### What the exercise asks
Copy out, word for word, the lines of the data starting with the line that contains "Highlight number 37" and going on through the line that contains "393;238;406;254", both of those included.

──────

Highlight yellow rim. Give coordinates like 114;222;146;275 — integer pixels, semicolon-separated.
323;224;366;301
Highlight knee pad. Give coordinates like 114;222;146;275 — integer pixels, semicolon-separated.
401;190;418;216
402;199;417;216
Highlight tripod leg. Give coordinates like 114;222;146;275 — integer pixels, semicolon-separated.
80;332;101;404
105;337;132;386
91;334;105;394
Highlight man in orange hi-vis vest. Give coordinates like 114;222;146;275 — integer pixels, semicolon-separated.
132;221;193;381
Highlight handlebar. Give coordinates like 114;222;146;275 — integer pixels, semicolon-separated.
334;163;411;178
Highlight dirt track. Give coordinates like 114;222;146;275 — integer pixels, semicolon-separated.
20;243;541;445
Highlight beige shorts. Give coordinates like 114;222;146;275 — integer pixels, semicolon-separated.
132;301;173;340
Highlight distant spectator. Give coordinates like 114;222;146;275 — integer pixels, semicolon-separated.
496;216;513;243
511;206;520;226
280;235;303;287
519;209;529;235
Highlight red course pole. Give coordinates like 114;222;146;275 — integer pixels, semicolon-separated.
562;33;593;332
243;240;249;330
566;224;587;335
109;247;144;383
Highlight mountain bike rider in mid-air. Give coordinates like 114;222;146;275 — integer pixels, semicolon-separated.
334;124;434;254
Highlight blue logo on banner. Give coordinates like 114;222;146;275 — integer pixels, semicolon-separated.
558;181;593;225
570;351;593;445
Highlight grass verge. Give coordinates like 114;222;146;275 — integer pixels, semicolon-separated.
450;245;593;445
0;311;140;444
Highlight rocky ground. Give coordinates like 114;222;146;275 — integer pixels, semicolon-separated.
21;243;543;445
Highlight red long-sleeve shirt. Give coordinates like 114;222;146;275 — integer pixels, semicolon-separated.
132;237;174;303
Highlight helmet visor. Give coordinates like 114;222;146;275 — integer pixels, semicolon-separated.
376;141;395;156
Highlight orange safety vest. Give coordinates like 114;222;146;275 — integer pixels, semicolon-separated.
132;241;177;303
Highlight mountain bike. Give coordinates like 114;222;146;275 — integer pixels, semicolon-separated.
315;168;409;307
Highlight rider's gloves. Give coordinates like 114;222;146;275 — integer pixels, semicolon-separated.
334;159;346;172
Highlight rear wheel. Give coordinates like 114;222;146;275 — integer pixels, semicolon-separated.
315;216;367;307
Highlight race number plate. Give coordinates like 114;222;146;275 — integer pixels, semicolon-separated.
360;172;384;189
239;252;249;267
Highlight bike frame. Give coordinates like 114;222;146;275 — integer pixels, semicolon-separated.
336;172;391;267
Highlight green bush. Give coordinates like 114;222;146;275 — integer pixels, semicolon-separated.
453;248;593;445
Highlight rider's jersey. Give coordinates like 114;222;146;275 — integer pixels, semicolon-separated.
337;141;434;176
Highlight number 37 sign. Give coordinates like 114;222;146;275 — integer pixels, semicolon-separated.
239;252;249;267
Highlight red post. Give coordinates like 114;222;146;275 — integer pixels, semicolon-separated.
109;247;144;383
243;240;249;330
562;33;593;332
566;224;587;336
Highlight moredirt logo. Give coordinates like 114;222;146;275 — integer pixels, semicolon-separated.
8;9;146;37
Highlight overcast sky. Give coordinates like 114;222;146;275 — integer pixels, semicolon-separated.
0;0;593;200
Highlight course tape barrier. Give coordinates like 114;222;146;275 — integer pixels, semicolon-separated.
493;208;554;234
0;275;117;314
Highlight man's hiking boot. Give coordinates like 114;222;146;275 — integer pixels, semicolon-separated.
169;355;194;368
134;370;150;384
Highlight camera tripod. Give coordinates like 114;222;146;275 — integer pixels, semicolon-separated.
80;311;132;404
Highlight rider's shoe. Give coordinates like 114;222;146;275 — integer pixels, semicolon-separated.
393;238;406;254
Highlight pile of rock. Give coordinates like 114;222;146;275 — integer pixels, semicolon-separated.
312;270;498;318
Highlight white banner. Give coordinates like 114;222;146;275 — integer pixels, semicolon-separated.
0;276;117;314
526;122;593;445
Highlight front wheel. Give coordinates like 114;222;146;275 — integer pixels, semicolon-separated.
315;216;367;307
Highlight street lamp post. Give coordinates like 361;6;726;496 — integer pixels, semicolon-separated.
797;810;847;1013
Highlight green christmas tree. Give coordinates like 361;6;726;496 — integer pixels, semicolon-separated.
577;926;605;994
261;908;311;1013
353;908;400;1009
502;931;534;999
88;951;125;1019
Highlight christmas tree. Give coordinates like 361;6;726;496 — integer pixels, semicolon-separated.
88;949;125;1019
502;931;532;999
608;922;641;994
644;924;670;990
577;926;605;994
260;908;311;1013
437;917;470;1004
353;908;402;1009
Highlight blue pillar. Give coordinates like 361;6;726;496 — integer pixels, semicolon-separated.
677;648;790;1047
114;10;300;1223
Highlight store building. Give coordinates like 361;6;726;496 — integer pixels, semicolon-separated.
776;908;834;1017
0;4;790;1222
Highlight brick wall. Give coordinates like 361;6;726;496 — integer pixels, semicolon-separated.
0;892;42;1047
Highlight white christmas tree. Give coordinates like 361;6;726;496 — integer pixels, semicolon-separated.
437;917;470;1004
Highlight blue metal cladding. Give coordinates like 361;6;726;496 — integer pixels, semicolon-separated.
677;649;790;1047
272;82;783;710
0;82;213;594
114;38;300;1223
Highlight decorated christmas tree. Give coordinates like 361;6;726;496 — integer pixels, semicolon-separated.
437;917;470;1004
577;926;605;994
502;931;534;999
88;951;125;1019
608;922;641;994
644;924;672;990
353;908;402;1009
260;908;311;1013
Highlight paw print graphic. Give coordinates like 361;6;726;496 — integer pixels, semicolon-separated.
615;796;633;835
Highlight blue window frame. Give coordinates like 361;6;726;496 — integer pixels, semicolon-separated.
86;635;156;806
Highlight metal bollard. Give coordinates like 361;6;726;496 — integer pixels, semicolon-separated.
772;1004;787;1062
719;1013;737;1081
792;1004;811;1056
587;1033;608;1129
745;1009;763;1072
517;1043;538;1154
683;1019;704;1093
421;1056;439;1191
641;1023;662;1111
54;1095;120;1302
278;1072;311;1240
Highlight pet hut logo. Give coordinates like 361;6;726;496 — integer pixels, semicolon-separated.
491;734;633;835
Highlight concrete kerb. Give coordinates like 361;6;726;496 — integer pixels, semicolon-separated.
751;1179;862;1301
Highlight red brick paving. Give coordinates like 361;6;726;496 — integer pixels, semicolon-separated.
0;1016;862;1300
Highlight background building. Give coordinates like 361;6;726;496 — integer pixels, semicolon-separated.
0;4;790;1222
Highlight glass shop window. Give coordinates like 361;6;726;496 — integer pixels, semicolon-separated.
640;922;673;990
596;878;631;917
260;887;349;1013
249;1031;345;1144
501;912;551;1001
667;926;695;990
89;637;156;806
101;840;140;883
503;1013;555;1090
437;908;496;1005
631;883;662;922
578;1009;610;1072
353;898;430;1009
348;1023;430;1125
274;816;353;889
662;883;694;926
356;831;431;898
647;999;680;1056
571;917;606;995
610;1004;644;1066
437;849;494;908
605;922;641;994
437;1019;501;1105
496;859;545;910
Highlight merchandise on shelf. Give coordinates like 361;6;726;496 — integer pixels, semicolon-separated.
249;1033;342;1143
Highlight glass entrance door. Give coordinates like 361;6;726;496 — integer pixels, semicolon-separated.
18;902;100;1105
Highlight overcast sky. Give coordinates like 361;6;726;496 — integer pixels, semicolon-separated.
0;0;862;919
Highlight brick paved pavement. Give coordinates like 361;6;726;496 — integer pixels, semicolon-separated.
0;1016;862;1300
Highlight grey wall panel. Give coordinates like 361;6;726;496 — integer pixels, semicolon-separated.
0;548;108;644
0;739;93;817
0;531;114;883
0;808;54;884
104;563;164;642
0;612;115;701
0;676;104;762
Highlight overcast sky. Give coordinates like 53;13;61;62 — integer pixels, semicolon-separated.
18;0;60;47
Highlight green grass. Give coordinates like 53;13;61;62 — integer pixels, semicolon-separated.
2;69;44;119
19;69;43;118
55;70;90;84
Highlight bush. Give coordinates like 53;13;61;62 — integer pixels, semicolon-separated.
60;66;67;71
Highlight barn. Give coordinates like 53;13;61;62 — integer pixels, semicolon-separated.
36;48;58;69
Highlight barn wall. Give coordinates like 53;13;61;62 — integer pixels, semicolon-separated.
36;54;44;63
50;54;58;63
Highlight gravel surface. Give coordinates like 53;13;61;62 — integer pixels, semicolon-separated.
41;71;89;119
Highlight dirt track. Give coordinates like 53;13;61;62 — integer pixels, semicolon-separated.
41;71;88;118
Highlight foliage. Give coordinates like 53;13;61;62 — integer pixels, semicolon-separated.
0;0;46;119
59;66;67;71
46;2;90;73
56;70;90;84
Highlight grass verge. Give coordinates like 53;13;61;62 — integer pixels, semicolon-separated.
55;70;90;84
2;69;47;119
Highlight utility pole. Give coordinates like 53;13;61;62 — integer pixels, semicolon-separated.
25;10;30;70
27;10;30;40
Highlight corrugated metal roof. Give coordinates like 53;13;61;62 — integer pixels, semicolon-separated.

──────

### Correct answer
Highlight number 37 sign. Give coordinates like 114;222;146;275 — integer pixels, semicolon-separated.
239;252;249;267
Highlight red post. Give coordinates like 114;222;146;275 — integer pixels, semicolon-separated.
109;247;144;383
243;240;249;330
562;33;593;332
566;224;587;336
Highlight moredirt logo. Give coordinates like 114;222;146;275 — integer pixels, semicolon-separated.
8;9;146;37
Highlight overcast sky. Give coordinates like 114;222;146;275 — integer pixels, semicolon-separated.
0;0;593;200
Highlight course tape barrier. Give coordinates like 114;222;146;275 — integer pixels, semicolon-separated.
493;208;554;234
0;275;117;314
Highlight man's hiking boot. Give coordinates like 114;222;146;275 — integer pixels, semicolon-separated.
169;355;194;368
134;370;150;384
Highlight camera tripod. Give coordinates like 114;222;146;275 — integer pixels, semicolon-separated.
80;311;132;404
Highlight rider's shoe. Give coordinates like 114;222;146;275 — integer pixels, semicolon-separated.
393;238;406;254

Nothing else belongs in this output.